15th April 2019
Today, Leo’s, a charity which supports families and staff through the neonatal journey and beyond, has released worrying findings which reveal that parents who have premature or sick babies are struggling with their mental health long after being discharged from hospital. The findings also revealed with the impact of the neonatal pathway on siblings, grandparents and healthcare professionals involved in often distressing situations.
To help raise awareness and understanding of the long-lasting impacts on the mental health of all those involved in the neonatal journey or neonatal care Leo’s has launched Neonatal Mental Health Awareness Week (15-21 April), to campaign for better provision.
Leo’s has the backing of leading charities and organisations including, The Smallest Things, Ickle Pickles, Bliss, NEC UK, Child Bereavement UK, Borne, Elsie’s Moon, Isla’s Journey, V Create, the Northern Neonatal Network and The South West Neonatal Operational Delivery Network.
A survey ran by Leo’s was conducted on social media, aiming to capture a snapshot of the neonatal mental health landscape. The responses from multi-disciplinary health care professionals and families was overwhelming and will be used to start much-needed conversations.
Findings suggest that while better mental health care is still needed on neonatal units, it should also be continued into the community as when families finally make it home, their journey is far from over. The trauma experienced on a neonatal journey is having a lasting impact on everyone involved. An astonishing 79% of parents admitted that they felt their mental health had been affected by their neonatal journey,and 41% of parents and 40% of grandparents were self-diagnosing mental health conditions such as Anxiety, PTSD, Post-natal Depression OCD and panic
disorders. 33% of mums, 25% of dads and 33% of grandparents all required
anti-depressants or anti-anxiety medication after the neonatal stay. Siblings were also affected with 54% of respondents saying their older children had behavioural changes and 25% stating their older children became afraid of death or illness. 18% of respondents accessed support for their older children and 12% said their older children needed counselling.
Also, a worrying 46% of respondents had suffered relationship trouble. Those parents who went on to have another baby reported anxiety and lack of support in a subsequent pregnancy, with 49% saying they found the pregnancy stressful, and 78% saying they felt they lacked emotional support antenatally. 85% of mums and 70% of dads who suffered baby
loss on a neonatal unit said they did not receive support for the trauma they experienced due to neonatal loss.
Employment is also affected with 91% of dads reporting that they had struggled to concentrate when they returned to work and their baby was still in neonatal care. 20% of mums had taken sick leave on the back of their maternity leave. Furthermore, 27% of mums and 16% of dads took time off work to deal with triggers and anxiety as a direct result of their neonatal stay – with 42% of mums and 21% of dads leaving work altogether in order to become full-time-carers for their children.
Although they are affected by certain elements of their job, 61% of neonatal staff who responded said they had good support from their employer and colleagues. The NNAP (National Neonatal Audit Programme, delivered by the Royal College of Paediatrics and Child Health) recorded that in 2017, 1 in 7 babies born in Great Britain required neonatal care, amounting to staff providing more than 1 million days of neonatal care per year in 179 neonatal units it collected data from.

● ● ● ● ●

== Requirement 1 ==
In the release on neonatal mental health, what percentage of parents said their mental health had been affected by their neonatal journey?
== Requirement 2 ==
From the release on neonatal mental health, copy word for word the passage that opens with the words containing "To help raise" and closes with "Operational Delivery Network.".
The data after this point isn't needed for anything here.

● ● ● ● ●

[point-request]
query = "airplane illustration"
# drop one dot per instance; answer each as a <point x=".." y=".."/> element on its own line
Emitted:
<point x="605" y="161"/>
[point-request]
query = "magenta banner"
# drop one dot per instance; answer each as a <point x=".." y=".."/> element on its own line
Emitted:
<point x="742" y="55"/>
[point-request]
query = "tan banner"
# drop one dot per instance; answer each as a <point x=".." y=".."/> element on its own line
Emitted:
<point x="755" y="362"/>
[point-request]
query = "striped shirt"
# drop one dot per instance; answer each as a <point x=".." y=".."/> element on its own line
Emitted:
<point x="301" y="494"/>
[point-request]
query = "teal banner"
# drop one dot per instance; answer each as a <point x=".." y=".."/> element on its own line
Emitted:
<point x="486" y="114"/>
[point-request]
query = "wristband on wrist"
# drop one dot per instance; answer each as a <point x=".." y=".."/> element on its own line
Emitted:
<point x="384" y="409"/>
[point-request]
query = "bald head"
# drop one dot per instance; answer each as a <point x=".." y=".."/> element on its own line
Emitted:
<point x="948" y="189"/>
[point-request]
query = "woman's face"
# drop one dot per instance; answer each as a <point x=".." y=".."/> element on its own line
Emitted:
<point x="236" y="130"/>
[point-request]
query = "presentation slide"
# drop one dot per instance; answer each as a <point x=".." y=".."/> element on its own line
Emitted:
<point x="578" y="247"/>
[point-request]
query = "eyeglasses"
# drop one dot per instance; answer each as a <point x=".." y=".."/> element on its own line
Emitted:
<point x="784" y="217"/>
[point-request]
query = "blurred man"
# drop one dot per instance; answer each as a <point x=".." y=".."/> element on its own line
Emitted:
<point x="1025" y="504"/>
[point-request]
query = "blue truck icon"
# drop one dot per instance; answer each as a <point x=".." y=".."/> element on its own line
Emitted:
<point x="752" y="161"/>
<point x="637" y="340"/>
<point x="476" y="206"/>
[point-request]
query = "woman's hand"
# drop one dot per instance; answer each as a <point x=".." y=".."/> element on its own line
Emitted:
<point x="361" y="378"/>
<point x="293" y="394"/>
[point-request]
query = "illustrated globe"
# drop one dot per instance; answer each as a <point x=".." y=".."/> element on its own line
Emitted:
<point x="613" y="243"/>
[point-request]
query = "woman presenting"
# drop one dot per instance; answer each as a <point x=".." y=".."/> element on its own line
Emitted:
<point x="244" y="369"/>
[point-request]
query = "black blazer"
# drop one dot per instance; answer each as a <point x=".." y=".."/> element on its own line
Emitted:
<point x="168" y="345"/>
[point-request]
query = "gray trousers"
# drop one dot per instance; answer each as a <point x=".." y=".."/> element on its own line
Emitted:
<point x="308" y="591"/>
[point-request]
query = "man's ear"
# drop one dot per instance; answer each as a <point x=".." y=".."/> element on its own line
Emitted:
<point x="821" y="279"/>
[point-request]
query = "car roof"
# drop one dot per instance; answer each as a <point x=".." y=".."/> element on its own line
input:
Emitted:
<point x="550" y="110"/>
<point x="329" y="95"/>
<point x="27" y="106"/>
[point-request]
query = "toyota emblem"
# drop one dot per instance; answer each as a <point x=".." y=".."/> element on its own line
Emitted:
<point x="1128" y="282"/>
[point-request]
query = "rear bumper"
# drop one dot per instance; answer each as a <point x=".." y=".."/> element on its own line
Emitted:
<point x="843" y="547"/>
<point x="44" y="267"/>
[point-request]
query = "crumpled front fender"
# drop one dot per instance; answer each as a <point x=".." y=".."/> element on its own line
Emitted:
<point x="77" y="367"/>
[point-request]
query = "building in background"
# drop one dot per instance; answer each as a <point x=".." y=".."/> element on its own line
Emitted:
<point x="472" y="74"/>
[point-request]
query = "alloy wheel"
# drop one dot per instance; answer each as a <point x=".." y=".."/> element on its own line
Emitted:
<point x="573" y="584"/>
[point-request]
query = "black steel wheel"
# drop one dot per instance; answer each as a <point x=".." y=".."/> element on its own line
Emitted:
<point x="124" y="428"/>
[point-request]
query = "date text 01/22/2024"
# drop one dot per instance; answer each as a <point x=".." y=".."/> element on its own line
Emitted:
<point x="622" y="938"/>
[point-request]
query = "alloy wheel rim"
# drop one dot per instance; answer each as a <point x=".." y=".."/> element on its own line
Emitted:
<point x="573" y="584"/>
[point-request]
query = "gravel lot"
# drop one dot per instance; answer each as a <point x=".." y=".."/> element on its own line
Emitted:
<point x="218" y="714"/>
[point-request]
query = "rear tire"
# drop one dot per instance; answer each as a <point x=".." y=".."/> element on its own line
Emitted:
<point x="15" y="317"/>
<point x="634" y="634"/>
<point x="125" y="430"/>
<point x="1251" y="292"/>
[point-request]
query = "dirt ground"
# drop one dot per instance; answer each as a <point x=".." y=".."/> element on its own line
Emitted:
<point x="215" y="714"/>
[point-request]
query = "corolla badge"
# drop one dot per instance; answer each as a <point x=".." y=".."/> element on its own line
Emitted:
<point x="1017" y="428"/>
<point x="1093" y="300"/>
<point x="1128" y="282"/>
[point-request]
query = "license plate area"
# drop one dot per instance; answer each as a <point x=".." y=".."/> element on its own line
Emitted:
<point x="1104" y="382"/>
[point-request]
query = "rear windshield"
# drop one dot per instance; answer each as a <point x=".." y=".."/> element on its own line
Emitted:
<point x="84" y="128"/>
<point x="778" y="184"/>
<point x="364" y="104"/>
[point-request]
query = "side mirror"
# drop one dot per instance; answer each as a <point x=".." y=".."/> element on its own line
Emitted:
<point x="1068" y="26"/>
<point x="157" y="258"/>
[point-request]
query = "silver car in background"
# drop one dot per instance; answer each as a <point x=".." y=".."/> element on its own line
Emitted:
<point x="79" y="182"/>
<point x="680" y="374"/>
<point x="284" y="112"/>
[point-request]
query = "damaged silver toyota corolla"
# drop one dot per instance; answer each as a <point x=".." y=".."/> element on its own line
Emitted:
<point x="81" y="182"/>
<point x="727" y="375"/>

● ● ● ● ●

== Answer 1 ==
79%

== Answer 2 ==
To help raise awareness and understanding of the long-lasting impacts on the mental health of all those involved in the neonatal journey or neonatal care Leo’s has launched Neonatal Mental Health Awareness Week (15-21 April), to campaign for better provision.
Leo’s has the backing of leading charities and organisations including, The Smallest Things, Ickle Pickles, Bliss, NEC UK, Child Bereavement UK, Borne, Elsie’s Moon, Isla’s Journey, V Create, the Northern Neonatal Network and The South West Neonatal Operational Delivery Network.